• **Instructions to follow**
Copy the data word for word, from the first line through the line that contains "positive clicks: (259, 280)", including that line.

(Collected data entries)
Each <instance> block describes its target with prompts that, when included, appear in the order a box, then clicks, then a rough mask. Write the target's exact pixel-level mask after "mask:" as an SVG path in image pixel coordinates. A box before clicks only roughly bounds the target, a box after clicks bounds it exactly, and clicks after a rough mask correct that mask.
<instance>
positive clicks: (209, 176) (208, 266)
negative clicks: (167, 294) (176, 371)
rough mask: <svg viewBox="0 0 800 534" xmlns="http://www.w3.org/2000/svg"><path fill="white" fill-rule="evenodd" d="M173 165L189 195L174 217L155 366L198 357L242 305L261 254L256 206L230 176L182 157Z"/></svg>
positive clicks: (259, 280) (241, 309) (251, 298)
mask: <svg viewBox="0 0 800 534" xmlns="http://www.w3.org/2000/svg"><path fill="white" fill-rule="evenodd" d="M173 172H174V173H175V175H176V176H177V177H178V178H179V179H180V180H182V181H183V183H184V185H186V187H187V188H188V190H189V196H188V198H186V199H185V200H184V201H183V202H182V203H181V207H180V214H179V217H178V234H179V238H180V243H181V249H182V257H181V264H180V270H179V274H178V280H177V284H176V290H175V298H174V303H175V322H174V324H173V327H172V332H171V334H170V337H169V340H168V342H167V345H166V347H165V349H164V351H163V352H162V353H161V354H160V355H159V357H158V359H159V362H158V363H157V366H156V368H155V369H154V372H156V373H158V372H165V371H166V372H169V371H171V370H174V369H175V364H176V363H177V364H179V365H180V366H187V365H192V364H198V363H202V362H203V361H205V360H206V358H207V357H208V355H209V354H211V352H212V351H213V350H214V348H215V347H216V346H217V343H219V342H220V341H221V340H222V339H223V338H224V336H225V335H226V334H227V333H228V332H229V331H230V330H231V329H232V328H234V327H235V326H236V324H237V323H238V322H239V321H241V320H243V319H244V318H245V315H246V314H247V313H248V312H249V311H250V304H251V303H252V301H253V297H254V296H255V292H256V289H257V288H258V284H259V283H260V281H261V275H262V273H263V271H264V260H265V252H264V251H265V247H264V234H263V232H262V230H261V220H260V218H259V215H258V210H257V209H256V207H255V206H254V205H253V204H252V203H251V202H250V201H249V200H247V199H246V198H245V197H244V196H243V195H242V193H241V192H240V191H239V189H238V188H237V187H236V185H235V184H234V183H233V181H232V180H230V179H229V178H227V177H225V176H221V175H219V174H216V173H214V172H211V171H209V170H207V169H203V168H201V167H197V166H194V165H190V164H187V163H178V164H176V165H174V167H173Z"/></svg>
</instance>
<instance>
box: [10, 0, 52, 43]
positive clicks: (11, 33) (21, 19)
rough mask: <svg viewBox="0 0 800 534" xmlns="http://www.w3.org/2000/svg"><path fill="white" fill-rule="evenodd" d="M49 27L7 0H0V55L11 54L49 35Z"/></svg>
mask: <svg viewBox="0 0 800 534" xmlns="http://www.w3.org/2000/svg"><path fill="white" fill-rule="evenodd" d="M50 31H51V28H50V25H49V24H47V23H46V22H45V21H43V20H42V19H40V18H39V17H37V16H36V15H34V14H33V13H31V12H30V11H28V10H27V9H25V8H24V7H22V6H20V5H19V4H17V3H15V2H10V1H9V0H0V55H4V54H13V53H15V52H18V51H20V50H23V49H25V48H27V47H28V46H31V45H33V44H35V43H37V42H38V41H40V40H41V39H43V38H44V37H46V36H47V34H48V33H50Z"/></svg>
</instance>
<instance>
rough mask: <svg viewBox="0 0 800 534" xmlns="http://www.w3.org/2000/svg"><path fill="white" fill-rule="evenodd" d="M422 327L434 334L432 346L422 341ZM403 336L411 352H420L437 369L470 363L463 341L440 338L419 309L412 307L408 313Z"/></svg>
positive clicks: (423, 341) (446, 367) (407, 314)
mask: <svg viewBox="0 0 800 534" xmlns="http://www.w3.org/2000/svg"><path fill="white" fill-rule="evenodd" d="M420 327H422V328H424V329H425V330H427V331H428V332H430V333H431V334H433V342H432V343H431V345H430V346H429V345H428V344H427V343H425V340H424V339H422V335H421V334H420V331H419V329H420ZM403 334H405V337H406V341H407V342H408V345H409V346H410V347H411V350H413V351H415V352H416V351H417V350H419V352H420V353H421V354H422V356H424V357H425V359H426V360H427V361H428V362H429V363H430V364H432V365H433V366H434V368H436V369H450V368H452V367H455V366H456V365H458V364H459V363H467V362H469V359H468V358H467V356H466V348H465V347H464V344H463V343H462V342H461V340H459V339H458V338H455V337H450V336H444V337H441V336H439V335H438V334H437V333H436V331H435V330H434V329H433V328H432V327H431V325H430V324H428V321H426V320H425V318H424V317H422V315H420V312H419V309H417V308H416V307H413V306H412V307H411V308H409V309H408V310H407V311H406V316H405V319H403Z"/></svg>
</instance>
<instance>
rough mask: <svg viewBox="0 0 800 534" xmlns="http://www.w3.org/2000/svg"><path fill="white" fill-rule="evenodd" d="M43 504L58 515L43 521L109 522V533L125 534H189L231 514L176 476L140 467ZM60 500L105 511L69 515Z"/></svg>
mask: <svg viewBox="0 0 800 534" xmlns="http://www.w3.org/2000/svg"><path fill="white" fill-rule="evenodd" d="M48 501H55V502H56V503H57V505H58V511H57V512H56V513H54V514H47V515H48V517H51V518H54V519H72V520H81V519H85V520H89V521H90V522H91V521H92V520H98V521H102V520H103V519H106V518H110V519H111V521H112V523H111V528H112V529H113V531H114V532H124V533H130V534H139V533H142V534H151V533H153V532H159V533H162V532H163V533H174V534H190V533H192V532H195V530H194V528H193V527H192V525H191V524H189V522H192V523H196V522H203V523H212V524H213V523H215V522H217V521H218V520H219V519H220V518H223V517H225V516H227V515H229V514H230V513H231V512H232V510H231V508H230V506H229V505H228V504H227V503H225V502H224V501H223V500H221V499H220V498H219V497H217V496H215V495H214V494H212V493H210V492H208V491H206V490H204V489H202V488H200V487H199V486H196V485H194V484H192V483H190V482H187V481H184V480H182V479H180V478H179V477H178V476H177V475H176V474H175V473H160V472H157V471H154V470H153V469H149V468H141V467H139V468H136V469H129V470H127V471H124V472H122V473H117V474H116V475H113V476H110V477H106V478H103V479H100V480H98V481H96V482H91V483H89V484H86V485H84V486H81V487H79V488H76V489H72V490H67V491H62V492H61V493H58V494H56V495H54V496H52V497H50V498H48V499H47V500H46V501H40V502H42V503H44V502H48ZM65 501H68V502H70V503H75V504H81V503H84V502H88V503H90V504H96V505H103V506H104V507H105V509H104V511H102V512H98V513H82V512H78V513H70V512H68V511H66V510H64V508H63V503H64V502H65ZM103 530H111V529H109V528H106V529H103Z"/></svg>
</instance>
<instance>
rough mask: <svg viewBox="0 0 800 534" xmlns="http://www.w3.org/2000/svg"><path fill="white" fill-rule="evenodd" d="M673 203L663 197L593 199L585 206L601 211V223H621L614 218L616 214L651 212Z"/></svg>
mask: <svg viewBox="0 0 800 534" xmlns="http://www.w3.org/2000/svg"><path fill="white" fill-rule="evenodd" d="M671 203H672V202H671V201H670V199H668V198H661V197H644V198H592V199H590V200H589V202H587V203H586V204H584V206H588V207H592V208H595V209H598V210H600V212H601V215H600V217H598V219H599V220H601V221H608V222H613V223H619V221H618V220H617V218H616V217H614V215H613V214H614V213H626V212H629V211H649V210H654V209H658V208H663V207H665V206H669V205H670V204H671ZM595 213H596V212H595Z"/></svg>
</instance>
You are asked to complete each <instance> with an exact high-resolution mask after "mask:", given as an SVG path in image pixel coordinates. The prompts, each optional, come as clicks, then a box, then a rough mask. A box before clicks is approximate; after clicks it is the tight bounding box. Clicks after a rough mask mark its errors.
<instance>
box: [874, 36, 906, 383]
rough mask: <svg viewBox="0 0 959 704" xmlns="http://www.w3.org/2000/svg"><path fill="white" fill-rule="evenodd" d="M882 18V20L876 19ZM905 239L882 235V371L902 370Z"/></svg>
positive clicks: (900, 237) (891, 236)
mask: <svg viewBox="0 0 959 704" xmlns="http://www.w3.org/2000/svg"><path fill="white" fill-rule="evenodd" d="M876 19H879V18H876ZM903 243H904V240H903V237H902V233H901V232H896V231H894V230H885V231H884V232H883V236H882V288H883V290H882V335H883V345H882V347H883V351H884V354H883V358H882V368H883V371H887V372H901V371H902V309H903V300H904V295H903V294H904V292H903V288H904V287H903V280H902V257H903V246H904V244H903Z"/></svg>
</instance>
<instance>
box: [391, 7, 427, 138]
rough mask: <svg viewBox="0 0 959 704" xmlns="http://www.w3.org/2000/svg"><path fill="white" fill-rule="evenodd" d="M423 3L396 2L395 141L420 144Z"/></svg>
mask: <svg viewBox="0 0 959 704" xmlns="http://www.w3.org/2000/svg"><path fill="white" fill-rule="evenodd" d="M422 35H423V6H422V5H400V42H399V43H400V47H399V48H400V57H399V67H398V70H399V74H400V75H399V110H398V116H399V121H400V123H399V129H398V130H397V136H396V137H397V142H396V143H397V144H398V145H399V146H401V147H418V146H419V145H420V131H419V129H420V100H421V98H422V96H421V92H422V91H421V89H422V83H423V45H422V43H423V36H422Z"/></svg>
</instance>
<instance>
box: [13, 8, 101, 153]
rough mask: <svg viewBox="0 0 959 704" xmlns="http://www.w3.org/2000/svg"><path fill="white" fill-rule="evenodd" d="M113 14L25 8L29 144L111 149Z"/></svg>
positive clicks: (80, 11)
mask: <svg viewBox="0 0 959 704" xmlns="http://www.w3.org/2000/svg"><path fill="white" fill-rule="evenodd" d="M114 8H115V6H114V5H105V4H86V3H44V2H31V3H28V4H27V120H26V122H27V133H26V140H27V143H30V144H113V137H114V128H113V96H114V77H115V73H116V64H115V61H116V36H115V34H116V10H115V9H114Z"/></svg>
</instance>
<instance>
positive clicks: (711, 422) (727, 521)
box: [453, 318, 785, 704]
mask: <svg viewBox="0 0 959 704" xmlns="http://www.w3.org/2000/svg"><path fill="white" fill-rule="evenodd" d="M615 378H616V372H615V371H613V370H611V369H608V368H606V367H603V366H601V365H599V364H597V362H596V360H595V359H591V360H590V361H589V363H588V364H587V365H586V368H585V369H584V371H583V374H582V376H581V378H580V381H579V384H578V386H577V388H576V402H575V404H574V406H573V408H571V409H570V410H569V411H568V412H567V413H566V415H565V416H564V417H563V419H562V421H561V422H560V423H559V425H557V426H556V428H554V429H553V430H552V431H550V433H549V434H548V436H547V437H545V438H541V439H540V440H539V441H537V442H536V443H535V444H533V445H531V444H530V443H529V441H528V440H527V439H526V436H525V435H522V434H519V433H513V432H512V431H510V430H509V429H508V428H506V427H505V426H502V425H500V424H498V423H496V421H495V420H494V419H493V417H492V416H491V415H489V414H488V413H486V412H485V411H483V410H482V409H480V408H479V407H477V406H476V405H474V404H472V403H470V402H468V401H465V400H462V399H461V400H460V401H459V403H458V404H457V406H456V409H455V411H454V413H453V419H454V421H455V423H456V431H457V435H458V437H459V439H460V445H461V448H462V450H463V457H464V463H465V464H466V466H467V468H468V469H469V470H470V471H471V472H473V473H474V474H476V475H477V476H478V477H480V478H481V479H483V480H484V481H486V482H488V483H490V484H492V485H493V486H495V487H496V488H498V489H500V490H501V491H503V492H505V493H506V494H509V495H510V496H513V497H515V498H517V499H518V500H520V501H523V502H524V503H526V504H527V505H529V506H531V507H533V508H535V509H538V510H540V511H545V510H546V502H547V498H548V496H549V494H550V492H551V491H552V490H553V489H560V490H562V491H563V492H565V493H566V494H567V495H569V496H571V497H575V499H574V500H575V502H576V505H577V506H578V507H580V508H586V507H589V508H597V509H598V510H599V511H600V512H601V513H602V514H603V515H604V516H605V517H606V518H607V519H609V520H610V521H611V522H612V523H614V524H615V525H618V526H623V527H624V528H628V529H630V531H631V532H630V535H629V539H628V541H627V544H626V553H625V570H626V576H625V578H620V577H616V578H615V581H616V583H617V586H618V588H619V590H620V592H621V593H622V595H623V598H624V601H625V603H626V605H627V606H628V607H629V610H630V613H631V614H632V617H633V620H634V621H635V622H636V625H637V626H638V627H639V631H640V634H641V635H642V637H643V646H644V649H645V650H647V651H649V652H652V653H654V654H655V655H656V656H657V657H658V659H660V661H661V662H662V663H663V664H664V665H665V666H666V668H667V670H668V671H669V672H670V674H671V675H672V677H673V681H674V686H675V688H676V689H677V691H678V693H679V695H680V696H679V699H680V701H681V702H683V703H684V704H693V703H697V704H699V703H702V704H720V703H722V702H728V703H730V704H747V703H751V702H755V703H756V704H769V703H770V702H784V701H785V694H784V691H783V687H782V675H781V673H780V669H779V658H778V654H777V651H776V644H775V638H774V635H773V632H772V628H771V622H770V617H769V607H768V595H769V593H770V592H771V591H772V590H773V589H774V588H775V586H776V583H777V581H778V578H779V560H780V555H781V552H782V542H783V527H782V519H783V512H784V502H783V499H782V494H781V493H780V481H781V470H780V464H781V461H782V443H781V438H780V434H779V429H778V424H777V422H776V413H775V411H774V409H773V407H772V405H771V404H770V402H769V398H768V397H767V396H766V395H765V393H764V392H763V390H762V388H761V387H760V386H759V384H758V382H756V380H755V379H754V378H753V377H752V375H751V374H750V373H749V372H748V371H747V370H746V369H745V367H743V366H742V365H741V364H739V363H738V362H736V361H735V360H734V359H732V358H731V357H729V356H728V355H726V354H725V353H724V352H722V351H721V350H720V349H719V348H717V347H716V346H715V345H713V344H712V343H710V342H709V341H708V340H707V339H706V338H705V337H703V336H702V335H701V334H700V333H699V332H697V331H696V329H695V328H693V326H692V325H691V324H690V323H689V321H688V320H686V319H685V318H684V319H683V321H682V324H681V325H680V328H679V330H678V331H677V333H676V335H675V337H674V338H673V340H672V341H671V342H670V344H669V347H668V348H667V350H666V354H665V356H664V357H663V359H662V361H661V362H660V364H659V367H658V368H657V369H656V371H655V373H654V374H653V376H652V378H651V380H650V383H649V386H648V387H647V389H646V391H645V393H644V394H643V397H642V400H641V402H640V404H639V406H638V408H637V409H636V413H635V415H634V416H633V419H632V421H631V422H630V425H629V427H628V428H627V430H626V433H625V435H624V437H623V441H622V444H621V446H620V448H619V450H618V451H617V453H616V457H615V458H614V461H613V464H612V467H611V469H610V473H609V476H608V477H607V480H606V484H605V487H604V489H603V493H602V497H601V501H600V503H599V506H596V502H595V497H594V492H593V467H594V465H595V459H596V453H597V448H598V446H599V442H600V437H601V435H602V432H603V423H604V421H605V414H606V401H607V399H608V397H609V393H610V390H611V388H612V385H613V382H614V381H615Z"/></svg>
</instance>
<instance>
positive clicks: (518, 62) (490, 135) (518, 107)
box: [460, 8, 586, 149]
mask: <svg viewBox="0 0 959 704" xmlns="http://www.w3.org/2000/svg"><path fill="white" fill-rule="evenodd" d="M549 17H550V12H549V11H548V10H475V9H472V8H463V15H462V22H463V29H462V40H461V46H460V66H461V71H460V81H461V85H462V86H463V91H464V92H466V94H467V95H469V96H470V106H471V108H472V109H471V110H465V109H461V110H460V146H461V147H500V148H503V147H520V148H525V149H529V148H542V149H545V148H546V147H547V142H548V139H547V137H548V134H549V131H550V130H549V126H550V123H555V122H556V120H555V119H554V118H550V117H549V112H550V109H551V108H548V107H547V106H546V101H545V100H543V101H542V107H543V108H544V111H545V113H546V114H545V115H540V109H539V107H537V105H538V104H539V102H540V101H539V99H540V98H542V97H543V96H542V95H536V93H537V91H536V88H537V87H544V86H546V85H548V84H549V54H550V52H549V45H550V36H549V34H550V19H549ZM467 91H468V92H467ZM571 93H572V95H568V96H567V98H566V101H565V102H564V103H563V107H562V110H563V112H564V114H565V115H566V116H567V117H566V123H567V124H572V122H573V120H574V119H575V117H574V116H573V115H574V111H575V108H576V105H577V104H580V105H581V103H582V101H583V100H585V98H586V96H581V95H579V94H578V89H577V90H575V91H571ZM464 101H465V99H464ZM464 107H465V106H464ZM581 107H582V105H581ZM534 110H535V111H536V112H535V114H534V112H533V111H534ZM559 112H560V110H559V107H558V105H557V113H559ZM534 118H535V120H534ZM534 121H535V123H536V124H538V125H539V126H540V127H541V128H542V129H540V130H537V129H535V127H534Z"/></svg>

• **Task solution**
Each <instance> block describes its target with prompts that, when included, appear in the order a box, then clicks, then a rough mask. Write the target's exact pixel-level mask after "mask:" as an SVG path in image pixel coordinates. A box before clicks only roughly bounds the target, a box after clicks bounds it exactly, and clicks after a rough mask correct that mask.
<instance>
positive clicks: (209, 176) (208, 266)
negative clicks: (167, 294) (176, 371)
rough mask: <svg viewBox="0 0 800 534" xmlns="http://www.w3.org/2000/svg"><path fill="white" fill-rule="evenodd" d="M173 165L189 195L174 217L155 366L198 357L242 305L261 254L256 206L230 176L182 157Z"/></svg>
positive clicks: (259, 280) (241, 309) (251, 298)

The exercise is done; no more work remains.